▶ PROBLEMS TO WORK ON:
(A) In the escrow agreement below, how many shares of common stock are the stockholders depositing with the escrow agent?
(B) Say whether each statement agrees with the escrow agreement below, answering yes or no and quoting the deciding words of the agreement: (i) Pubco is a Delaware corporation; (ii) the Share Exchange Agreement is dated effective as of April 15, 2008; (iii) the stock powers delivered to the escrow agent are duly endorsed in blank.

▶ EXCERPT:

Escrow Agreement, dated as of April 15, 2008, by and among the Registrant, Poise Profit International, Ltd., Wu Qinghuan and Zhou Jialing

EX-10.6 10 v106642_ex10-6.htm
ESCROW AGREEMENT
 
THIS ESCROW AGREEMENT (this "Escrow Agreement") is dated as of April 15, 2008, among China Energy Recovery, Inc., a Delaware corporation ("Pubco"), Poise Profit International, Ltd., a company incorporated pursuant to the laws of the British Virgin Islands ("Priveco"), WU Qinghuan and ZHOU Jialing, the stockholders of Priveco (the "Stockholders"), and Corporate Stock Transfer, Inc. (the "Escrow Agent"). All capitalized terms used but not defined herein shall have the meanings ascribed to such terms in the Share Exchange Agreement, dated effective as of January 24, 2008 (the "Share Exchange Agreement").
 
RECITALS

WHEREAS, pursuant to the Share Exchange Agreement, the Stockholders exchanged all of the issued and outstanding shares of Priveco's capital stock for an aggregate of 41,514,179 shares of Pubco's common stock, $0.001 par value per share ("Common Stock"); and

WHEREAS, in accordance with the Share Exchange Agreement, the Stockholders are depositing with the Escrow Agent 3,558,358 shares of Common Stock pursuant to the Share Exchange Agreement (the "Escrow Shares").

NOW, THEREFORE, for and in consideration of the mutual covenants contained in the Share Exchange Agreement and herein, and other good and valuable consideration, the receipt and legal sufficiency of which are hereby acknowledged, Pubco, Priveco, the Stockholders and the Escrow Agent hereby agree as follows:

1.      Deposit of Escrow Shares. Upon the execution of this Escrow Agreement, the Stockholders will cause to be delivered to the Escrow Agent the Common Stock certificates representing the Escrow Shares, including stock powers duly endorsed in blank.

▶ RAW DATA:
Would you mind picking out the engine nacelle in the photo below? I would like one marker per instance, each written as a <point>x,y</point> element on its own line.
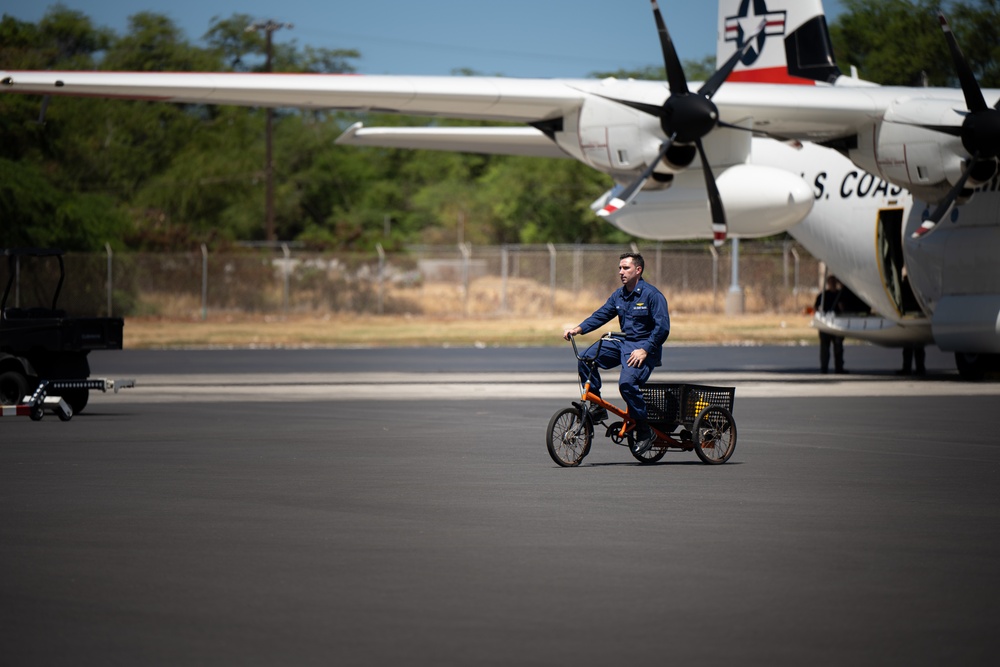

▶ SOLUTIONS TO EACH TASK:
(A) 3,558,358 shares of common stock.

(B)
(i) Yes: "China Energy Recovery, Inc., a Delaware corporation ("Pubco")"
(ii) No: "the Share Exchange Agreement, dated effective as of January 24, 2008"
(iii) Yes: "including stock powers duly endorsed in blank"